[START OF Material supplied]

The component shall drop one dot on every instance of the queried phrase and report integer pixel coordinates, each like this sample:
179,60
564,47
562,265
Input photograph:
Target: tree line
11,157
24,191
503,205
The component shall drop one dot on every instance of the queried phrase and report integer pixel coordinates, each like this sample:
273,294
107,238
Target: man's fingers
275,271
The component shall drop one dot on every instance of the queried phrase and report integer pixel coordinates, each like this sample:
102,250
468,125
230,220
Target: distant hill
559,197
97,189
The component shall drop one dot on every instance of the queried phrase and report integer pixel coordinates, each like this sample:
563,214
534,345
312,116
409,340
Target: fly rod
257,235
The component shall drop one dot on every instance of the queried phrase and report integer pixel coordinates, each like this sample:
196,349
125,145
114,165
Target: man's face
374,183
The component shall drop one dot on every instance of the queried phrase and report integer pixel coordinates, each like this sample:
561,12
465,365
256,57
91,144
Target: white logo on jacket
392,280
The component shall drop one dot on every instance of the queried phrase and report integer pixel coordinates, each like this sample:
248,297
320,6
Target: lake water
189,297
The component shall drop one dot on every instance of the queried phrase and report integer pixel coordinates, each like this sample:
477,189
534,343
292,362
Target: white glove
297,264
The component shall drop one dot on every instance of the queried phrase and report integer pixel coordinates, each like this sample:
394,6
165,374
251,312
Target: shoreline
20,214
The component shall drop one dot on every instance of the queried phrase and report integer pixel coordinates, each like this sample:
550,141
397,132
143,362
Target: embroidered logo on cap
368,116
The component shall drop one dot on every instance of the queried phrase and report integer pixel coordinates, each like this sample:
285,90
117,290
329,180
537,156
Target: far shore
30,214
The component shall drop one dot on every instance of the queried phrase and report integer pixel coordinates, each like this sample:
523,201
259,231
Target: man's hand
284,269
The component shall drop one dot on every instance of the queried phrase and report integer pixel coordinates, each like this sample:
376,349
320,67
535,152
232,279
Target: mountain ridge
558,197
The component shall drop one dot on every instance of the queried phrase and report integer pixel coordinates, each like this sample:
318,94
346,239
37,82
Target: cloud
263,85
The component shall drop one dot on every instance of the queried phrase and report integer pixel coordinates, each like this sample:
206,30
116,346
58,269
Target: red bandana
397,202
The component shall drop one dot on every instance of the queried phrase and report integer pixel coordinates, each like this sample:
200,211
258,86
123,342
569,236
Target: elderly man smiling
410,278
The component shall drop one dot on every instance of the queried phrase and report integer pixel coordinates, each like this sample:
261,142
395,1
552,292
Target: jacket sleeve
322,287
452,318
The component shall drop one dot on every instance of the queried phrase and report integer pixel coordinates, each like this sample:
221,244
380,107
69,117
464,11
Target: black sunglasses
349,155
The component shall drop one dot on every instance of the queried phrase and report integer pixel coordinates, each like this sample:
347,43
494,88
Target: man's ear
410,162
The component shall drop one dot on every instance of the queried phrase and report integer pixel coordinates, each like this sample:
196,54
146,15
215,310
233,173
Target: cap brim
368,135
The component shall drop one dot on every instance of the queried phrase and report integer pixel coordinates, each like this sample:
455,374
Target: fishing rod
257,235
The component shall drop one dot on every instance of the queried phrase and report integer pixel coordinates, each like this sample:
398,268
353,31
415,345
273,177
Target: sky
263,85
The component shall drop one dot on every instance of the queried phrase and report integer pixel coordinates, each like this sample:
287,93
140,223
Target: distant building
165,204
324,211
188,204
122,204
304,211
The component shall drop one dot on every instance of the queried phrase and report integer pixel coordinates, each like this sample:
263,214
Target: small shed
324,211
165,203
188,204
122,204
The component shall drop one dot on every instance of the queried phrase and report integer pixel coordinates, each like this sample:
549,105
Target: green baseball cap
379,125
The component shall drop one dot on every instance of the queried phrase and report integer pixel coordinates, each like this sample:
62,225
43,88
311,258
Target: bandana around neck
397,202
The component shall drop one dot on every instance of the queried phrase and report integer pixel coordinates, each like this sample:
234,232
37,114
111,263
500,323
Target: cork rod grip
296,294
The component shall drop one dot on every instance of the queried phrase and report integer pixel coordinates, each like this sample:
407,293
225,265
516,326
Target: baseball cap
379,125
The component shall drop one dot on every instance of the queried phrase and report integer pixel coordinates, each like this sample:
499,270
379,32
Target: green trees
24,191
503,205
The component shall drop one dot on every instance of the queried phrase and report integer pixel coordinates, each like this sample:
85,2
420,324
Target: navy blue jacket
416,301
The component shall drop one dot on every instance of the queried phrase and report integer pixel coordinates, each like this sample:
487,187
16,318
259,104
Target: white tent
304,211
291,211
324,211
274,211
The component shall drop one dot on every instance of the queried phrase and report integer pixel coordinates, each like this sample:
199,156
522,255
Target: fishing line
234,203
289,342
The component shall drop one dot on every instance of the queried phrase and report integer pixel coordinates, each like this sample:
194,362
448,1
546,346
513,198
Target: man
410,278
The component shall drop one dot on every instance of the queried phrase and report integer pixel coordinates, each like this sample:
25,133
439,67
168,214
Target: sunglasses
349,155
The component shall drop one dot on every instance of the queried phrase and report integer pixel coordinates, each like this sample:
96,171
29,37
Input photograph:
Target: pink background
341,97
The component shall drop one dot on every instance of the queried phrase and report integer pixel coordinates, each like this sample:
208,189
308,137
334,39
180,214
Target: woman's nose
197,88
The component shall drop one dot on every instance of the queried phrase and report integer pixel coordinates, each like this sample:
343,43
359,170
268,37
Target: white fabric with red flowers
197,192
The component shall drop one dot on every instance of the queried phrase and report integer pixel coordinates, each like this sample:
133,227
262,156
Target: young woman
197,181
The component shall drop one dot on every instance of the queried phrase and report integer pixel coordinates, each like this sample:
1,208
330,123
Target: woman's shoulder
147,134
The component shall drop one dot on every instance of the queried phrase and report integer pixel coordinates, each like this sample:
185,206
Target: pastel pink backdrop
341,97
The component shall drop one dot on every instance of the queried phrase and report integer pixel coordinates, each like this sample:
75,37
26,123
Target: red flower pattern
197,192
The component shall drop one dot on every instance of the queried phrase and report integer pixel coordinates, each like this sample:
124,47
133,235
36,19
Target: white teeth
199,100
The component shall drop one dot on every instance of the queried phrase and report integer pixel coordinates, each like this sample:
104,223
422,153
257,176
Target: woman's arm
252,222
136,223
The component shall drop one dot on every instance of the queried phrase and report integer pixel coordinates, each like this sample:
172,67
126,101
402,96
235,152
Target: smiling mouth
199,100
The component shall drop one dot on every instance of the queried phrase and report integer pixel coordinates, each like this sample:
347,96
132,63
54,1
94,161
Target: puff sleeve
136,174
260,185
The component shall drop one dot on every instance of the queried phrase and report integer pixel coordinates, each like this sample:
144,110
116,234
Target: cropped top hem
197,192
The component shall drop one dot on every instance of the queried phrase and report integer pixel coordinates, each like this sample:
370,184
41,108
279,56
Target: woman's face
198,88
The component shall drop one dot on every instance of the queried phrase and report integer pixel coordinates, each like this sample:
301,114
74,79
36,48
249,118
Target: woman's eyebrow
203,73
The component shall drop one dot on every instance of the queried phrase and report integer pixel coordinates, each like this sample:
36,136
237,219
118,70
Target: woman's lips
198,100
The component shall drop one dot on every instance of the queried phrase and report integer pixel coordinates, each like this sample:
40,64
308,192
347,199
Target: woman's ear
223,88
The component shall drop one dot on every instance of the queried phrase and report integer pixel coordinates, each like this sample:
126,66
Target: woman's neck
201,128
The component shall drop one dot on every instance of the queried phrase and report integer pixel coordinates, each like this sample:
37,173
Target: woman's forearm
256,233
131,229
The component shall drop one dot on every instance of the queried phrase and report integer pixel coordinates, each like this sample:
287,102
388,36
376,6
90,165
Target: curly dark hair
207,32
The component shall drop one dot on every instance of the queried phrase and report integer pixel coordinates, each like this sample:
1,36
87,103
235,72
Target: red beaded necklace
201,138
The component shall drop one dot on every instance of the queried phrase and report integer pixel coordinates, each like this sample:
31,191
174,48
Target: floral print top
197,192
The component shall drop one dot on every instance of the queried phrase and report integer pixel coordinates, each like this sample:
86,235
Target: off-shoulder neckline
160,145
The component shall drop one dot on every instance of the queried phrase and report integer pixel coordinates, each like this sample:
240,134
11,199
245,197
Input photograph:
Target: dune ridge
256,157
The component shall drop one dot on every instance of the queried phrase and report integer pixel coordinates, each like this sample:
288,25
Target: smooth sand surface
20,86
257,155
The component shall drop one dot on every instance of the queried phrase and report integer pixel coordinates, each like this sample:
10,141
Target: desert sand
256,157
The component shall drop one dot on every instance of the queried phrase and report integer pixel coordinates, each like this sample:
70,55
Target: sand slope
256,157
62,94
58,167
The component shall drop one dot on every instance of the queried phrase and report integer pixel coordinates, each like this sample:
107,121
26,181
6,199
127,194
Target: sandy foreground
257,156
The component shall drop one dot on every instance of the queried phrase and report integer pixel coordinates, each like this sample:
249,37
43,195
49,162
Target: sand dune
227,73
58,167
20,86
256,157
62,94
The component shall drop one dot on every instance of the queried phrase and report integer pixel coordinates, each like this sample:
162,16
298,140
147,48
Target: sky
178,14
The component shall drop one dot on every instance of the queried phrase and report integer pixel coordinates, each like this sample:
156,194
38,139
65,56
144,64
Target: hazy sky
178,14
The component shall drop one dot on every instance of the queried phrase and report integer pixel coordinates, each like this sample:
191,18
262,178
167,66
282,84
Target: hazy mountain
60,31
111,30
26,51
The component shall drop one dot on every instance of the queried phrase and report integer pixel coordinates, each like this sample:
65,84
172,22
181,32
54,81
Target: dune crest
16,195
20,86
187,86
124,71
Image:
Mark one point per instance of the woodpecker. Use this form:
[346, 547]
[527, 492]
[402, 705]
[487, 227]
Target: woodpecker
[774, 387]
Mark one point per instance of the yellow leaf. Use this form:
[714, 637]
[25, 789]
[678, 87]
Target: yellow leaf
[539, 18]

[END OF Material supplied]

Given request
Give back exactly the lines beginning at the one with "Mark one point per instance of the yellow" and ending at the final line of the material; both boundary lines belong in it.

Reply to the exercise
Mark one point per instance of the yellow leaf. Use this form:
[714, 637]
[25, 789]
[678, 87]
Target: yellow leaf
[539, 18]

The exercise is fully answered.